Problem details – Repeat the rows below verbatim, beginning at the line that has "Provide the mask of every instance of the narrow" and ending after the line that has "Target: narrow trail".

Supplied data –

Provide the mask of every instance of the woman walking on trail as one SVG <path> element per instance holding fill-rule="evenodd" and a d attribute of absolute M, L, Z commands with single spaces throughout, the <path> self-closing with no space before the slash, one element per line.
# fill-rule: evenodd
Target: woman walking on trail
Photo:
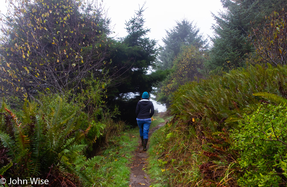
<path fill-rule="evenodd" d="M 153 102 L 150 101 L 147 92 L 144 92 L 141 97 L 141 100 L 137 102 L 136 113 L 137 116 L 137 125 L 140 128 L 141 144 L 144 147 L 143 150 L 145 151 L 147 150 L 150 126 L 151 123 L 151 118 L 154 113 L 154 109 Z"/>

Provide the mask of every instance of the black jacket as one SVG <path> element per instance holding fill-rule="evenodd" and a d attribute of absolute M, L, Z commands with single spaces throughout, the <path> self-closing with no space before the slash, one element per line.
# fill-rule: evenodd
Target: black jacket
<path fill-rule="evenodd" d="M 151 112 L 150 113 L 150 111 Z M 150 118 L 154 114 L 153 102 L 147 99 L 143 99 L 137 102 L 136 114 L 139 119 Z"/>

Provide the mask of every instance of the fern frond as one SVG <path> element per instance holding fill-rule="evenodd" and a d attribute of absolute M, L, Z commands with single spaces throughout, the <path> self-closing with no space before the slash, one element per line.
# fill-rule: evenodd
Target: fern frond
<path fill-rule="evenodd" d="M 16 158 L 15 153 L 17 152 L 17 150 L 15 149 L 15 141 L 11 139 L 10 136 L 2 132 L 0 132 L 0 139 L 3 146 L 8 148 L 8 154 Z"/>
<path fill-rule="evenodd" d="M 93 166 L 96 164 L 100 163 L 101 161 L 104 157 L 99 155 L 95 156 L 91 159 L 88 159 L 86 162 L 86 164 L 89 166 Z"/>
<path fill-rule="evenodd" d="M 287 104 L 287 99 L 278 96 L 275 94 L 271 94 L 267 92 L 259 92 L 254 93 L 253 95 L 262 97 L 266 99 L 268 99 L 272 102 L 275 103 L 278 105 L 284 105 Z"/>
<path fill-rule="evenodd" d="M 7 169 L 11 167 L 13 165 L 13 163 L 12 161 L 10 162 L 10 163 L 7 164 L 6 166 L 2 167 L 0 169 L 0 175 L 2 175 L 4 174 L 4 173 L 7 170 Z"/>

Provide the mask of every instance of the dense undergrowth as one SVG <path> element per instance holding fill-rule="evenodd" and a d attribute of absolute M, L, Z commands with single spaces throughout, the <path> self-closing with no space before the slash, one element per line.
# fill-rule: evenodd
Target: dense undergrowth
<path fill-rule="evenodd" d="M 285 119 L 282 120 L 285 109 L 272 106 L 270 102 L 253 94 L 266 92 L 286 98 L 286 91 L 285 66 L 250 66 L 180 87 L 174 93 L 170 108 L 174 118 L 154 135 L 152 151 L 157 157 L 154 158 L 164 170 L 160 179 L 162 183 L 173 186 L 285 186 L 287 132 Z M 269 110 L 263 110 L 262 103 L 270 105 L 266 108 Z M 259 127 L 264 118 L 275 118 L 268 111 L 275 110 L 279 113 L 278 127 L 273 130 L 273 126 L 258 127 L 257 131 L 261 132 L 260 136 L 273 132 L 268 136 L 275 136 L 275 139 L 268 140 L 267 136 L 261 143 L 248 142 L 253 136 L 261 137 L 244 127 Z M 272 120 L 271 124 L 275 123 Z M 243 136 L 248 142 L 244 146 L 238 140 Z M 252 154 L 244 153 L 247 144 Z M 271 153 L 260 150 L 270 148 Z M 249 162 L 243 161 L 251 155 L 254 158 L 250 156 Z M 262 165 L 264 172 L 260 171 Z"/>
<path fill-rule="evenodd" d="M 125 124 L 113 121 L 106 111 L 105 117 L 95 112 L 89 117 L 64 97 L 41 99 L 41 105 L 26 100 L 18 110 L 1 101 L 0 175 L 8 180 L 38 177 L 51 186 L 94 185 L 104 159 L 97 149 Z"/>

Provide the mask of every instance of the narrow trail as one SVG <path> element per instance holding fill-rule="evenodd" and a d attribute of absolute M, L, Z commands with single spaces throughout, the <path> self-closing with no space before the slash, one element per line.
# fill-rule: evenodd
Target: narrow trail
<path fill-rule="evenodd" d="M 153 133 L 164 125 L 166 121 L 160 123 L 157 126 L 150 130 L 149 137 L 150 137 Z M 139 135 L 139 144 L 137 148 L 134 153 L 134 156 L 132 159 L 132 163 L 131 164 L 131 175 L 130 176 L 130 187 L 137 187 L 145 185 L 149 186 L 150 185 L 150 180 L 148 176 L 146 173 L 145 168 L 148 164 L 147 161 L 149 157 L 147 151 L 143 151 L 143 147 L 141 146 L 141 141 Z M 150 147 L 150 140 L 149 140 L 147 146 L 147 149 Z"/>

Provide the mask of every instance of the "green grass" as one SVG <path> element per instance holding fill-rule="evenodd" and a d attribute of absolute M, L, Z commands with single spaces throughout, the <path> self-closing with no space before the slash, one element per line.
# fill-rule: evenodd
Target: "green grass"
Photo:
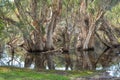
<path fill-rule="evenodd" d="M 0 67 L 0 80 L 70 80 L 76 77 L 89 76 L 91 71 L 56 71 Z"/>

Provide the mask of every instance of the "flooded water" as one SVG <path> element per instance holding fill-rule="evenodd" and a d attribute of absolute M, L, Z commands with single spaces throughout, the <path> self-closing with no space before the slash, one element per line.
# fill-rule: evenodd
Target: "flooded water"
<path fill-rule="evenodd" d="M 27 57 L 26 57 L 27 56 Z M 36 68 L 36 56 L 15 54 L 14 57 L 4 51 L 0 55 L 0 66 L 16 66 L 24 68 Z M 50 56 L 49 56 L 50 57 Z M 42 58 L 43 59 L 43 58 Z M 51 62 L 50 62 L 50 61 Z M 49 62 L 54 65 L 55 70 L 106 70 L 109 75 L 120 77 L 120 53 L 119 49 L 109 49 L 102 52 L 97 51 L 71 51 L 70 53 L 52 54 L 49 60 L 44 61 L 46 69 L 49 69 Z"/>

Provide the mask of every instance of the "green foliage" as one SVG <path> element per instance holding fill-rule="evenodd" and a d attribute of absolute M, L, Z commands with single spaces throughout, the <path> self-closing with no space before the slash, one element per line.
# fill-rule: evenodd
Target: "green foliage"
<path fill-rule="evenodd" d="M 106 13 L 107 19 L 115 26 L 120 25 L 120 3 Z"/>
<path fill-rule="evenodd" d="M 3 21 L 2 20 L 0 20 L 0 37 L 2 37 L 2 35 L 3 35 L 3 30 L 4 30 L 4 27 L 5 27 L 5 24 L 3 23 Z"/>

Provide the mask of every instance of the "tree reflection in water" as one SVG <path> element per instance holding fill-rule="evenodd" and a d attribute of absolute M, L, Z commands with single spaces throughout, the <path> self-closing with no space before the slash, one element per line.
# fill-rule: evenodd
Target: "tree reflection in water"
<path fill-rule="evenodd" d="M 71 51 L 68 53 L 52 53 L 49 59 L 48 54 L 32 55 L 29 53 L 25 59 L 21 59 L 22 57 L 18 57 L 17 54 L 14 55 L 13 64 L 9 64 L 9 66 L 23 67 L 23 65 L 25 65 L 25 67 L 28 68 L 32 66 L 32 68 L 41 67 L 40 69 L 46 69 L 46 67 L 48 67 L 49 69 L 56 70 L 96 70 L 96 68 L 102 67 L 102 69 L 106 69 L 110 75 L 118 77 L 120 76 L 119 52 L 117 48 L 104 50 L 102 53 L 95 51 L 76 51 L 73 53 Z M 0 66 L 7 66 L 7 62 L 11 60 L 10 57 L 7 53 L 2 54 Z M 36 64 L 36 61 L 39 61 L 39 64 Z"/>

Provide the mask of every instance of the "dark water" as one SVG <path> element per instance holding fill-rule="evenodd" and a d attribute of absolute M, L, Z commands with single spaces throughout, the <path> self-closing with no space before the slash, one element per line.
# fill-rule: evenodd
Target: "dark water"
<path fill-rule="evenodd" d="M 0 53 L 0 66 L 16 66 L 23 68 L 25 58 L 29 58 L 29 68 L 35 68 L 35 56 L 16 53 L 14 57 L 8 52 Z M 12 59 L 13 58 L 13 59 Z M 30 60 L 32 59 L 32 60 Z M 111 76 L 120 77 L 120 51 L 108 49 L 103 51 L 74 51 L 52 53 L 52 63 L 56 70 L 106 70 Z M 47 61 L 44 62 L 48 69 Z"/>

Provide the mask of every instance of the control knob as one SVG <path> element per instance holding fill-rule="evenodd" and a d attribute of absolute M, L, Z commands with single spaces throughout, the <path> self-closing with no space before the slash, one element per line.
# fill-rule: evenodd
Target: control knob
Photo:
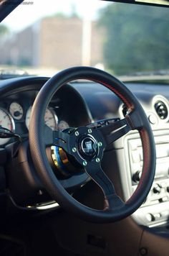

Solution for this problem –
Provide the mask of every instance of the narrow trail as one SVG <path> element per instance holding fill-rule="evenodd" and a d attribute of absolute M, L, Z commands with single spaces throughout, the <path> self-closing with no space before the slash, one element per line.
# fill-rule: evenodd
Target: narrow trail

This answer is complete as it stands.